**EXERCISE DETAILS:**
Write the entries out exactly. Any images they hold stay out of the copy.

(Data excerpts)
|---|

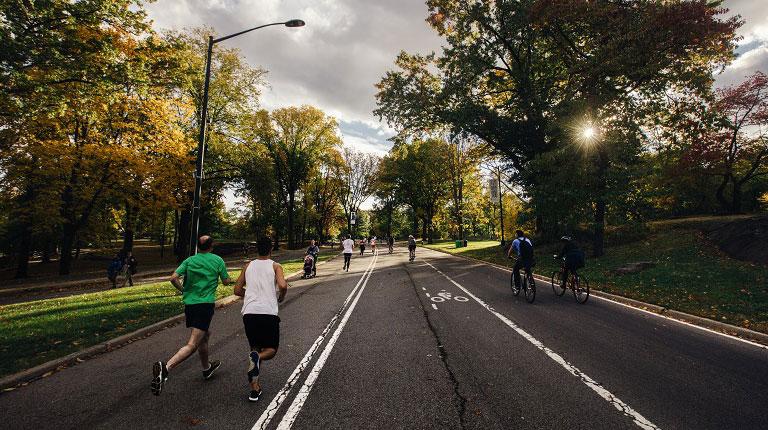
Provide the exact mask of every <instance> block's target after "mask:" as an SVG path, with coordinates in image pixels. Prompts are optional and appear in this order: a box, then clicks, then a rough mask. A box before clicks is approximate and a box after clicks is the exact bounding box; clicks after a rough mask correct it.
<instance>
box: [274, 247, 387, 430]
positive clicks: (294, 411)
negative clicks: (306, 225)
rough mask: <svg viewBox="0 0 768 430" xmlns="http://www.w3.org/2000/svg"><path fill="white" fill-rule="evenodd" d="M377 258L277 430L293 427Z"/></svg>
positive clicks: (370, 276) (339, 335)
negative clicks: (335, 329)
mask: <svg viewBox="0 0 768 430" xmlns="http://www.w3.org/2000/svg"><path fill="white" fill-rule="evenodd" d="M378 258H379V254H378V252H376V253H375V254H374V258H373V260H372V265H371V266H370V270H369V271H368V272H367V273H366V274H364V275H363V278H365V281H363V278H360V281H361V282H362V285H361V286H360V290H359V291H358V292H357V296H355V299H354V300H353V301H352V304H350V305H349V308H348V309H347V311H346V312H345V313H344V317H343V318H342V319H341V322H339V325H338V326H337V327H336V330H335V331H334V333H333V336H331V338H330V339H329V340H328V343H327V344H326V345H325V349H323V352H322V353H321V354H320V357H319V358H318V359H317V362H315V365H314V367H312V370H311V371H310V372H309V375H307V379H305V380H304V385H302V387H301V388H300V389H299V393H298V394H296V397H295V398H294V399H293V402H292V403H291V406H289V407H288V411H287V412H286V413H285V415H283V419H282V420H280V424H278V426H277V429H278V430H289V429H290V428H291V426H293V423H294V422H295V421H296V418H297V417H298V415H299V413H300V412H301V409H302V408H303V407H304V403H305V402H306V401H307V398H308V397H309V394H310V392H311V391H312V387H313V386H314V384H315V381H316V380H317V378H318V376H320V372H321V371H322V370H323V366H325V363H326V361H327V360H328V356H330V354H331V351H332V350H333V347H334V346H335V345H336V341H337V340H338V339H339V336H340V335H341V332H342V331H343V330H344V327H345V326H346V325H347V322H348V321H349V317H350V315H352V312H353V311H354V310H355V307H356V306H357V302H358V301H359V300H360V296H362V295H363V291H364V290H365V286H366V285H368V281H369V280H370V279H371V275H372V274H373V271H374V269H375V268H376V260H378ZM366 275H367V277H366ZM358 284H359V282H358Z"/></svg>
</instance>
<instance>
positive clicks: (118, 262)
mask: <svg viewBox="0 0 768 430" xmlns="http://www.w3.org/2000/svg"><path fill="white" fill-rule="evenodd" d="M122 268H123V259H122V258H120V254H115V257H114V258H112V261H110V262H109V266H107V279H109V282H110V283H112V288H117V275H118V274H119V273H120V270H122Z"/></svg>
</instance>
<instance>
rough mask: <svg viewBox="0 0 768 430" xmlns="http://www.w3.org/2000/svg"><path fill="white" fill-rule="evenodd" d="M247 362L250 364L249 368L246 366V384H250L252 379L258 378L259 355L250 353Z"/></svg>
mask: <svg viewBox="0 0 768 430" xmlns="http://www.w3.org/2000/svg"><path fill="white" fill-rule="evenodd" d="M248 361H250V363H251V364H250V366H248V382H252V381H253V378H255V377H257V376H259V366H260V365H261V359H260V358H259V353H258V352H257V351H251V353H250V354H249V355H248Z"/></svg>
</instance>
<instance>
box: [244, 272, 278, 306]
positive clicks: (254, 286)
mask: <svg viewBox="0 0 768 430" xmlns="http://www.w3.org/2000/svg"><path fill="white" fill-rule="evenodd" d="M274 264H275V262H274V261H272V260H253V261H251V262H250V263H248V268H247V269H245V296H244V297H243V309H242V311H241V313H242V314H243V315H245V314H264V315H277V280H276V278H275V268H274Z"/></svg>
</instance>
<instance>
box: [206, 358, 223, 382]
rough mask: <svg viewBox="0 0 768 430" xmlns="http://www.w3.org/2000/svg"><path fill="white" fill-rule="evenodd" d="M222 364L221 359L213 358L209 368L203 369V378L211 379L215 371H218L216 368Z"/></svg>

|---|

**RESPONSE TO THIS EXERCISE:**
Provide the exact mask of every <instance> block's target after "mask:" as an SVG path, with coordinates in image pixels. Prompts are optional and appear in this order: a box, then clicks, then a rough mask. A box before clicks is approximate and a box after clicks is the exact bounding box; clicks after a rough mask correct it.
<instance>
box: [274, 247, 387, 430]
positive clicks: (294, 411)
negative clicks: (306, 225)
rough mask: <svg viewBox="0 0 768 430" xmlns="http://www.w3.org/2000/svg"><path fill="white" fill-rule="evenodd" d="M377 258L277 430L293 427Z"/></svg>
positive clicks: (370, 276) (339, 335)
negative clicks: (335, 329)
mask: <svg viewBox="0 0 768 430" xmlns="http://www.w3.org/2000/svg"><path fill="white" fill-rule="evenodd" d="M378 258H379V254H378V252H376V253H375V254H374V258H373V260H372V265H371V266H370V270H369V271H368V272H367V273H366V274H364V275H363V278H365V281H363V278H360V281H361V282H362V285H361V286H360V290H359V291H358V292H357V296H355V299H354V300H353V301H352V304H350V305H349V308H348V309H347V311H346V312H345V313H344V317H343V318H342V319H341V322H339V325H338V326H337V327H336V330H335V331H334V333H333V336H331V338H330V339H329V340H328V343H327V344H326V345H325V349H323V352H322V353H321V354H320V357H319V358H318V359H317V362H315V365H314V367H312V370H311V371H310V372H309V375H307V379H305V380H304V385H302V387H301V388H300V389H299V393H298V394H296V397H295V398H294V399H293V402H292V403H291V406H289V407H288V411H287V412H286V413H285V415H283V419H282V420H280V424H278V426H277V429H278V430H289V429H290V428H291V426H293V423H294V422H295V421H296V418H297V417H298V415H299V413H300V412H301V409H302V408H303V407H304V403H305V402H306V401H307V398H308V397H309V394H310V392H311V391H312V387H313V386H314V384H315V381H316V380H317V378H318V376H320V372H321V371H322V370H323V366H325V363H326V361H327V360H328V356H330V354H331V351H332V350H333V347H334V346H335V345H336V341H337V340H338V339H339V336H340V335H341V332H342V331H343V330H344V327H345V326H346V325H347V322H348V321H349V317H350V315H352V312H353V311H354V310H355V307H356V306H357V302H358V301H359V300H360V296H362V295H363V291H364V290H365V286H366V285H368V281H369V280H370V279H371V275H372V274H373V271H374V269H375V268H376V260H378ZM366 275H367V277H366ZM358 284H359V282H358Z"/></svg>
</instance>
<instance>
positive clicks: (118, 262)
mask: <svg viewBox="0 0 768 430" xmlns="http://www.w3.org/2000/svg"><path fill="white" fill-rule="evenodd" d="M122 268H123V259H122V258H120V254H115V257H114V258H112V261H110V262H109V266H107V279H109V282H110V283H112V288H117V275H118V274H119V273H120V270H122Z"/></svg>
</instance>
<instance>
rough mask: <svg viewBox="0 0 768 430" xmlns="http://www.w3.org/2000/svg"><path fill="white" fill-rule="evenodd" d="M247 362L250 364L249 368L246 366V384H250L252 379L258 378L259 355L250 353Z"/></svg>
mask: <svg viewBox="0 0 768 430" xmlns="http://www.w3.org/2000/svg"><path fill="white" fill-rule="evenodd" d="M248 361H250V363H251V364H250V366H248V382H252V381H253V378H255V377H257V376H259V366H260V365H261V359H260V358H259V353H258V352H257V351H251V353H250V354H249V355H248Z"/></svg>
</instance>
<instance>
box: [244, 272, 278, 306]
positive clicks: (254, 286)
mask: <svg viewBox="0 0 768 430" xmlns="http://www.w3.org/2000/svg"><path fill="white" fill-rule="evenodd" d="M274 264H275V262H274V261H272V260H253V261H251V262H250V263H248V268H247V269H245V296H244V297H243V309H242V311H241V313H242V314H243V315H245V314H264V315H277V280H276V278H275V268H274Z"/></svg>
</instance>
<instance>
box: [206, 358, 223, 382]
rough mask: <svg viewBox="0 0 768 430" xmlns="http://www.w3.org/2000/svg"><path fill="white" fill-rule="evenodd" d="M222 364L221 359L213 358L209 368L203 369V378L211 379L215 371H218L216 368Z"/></svg>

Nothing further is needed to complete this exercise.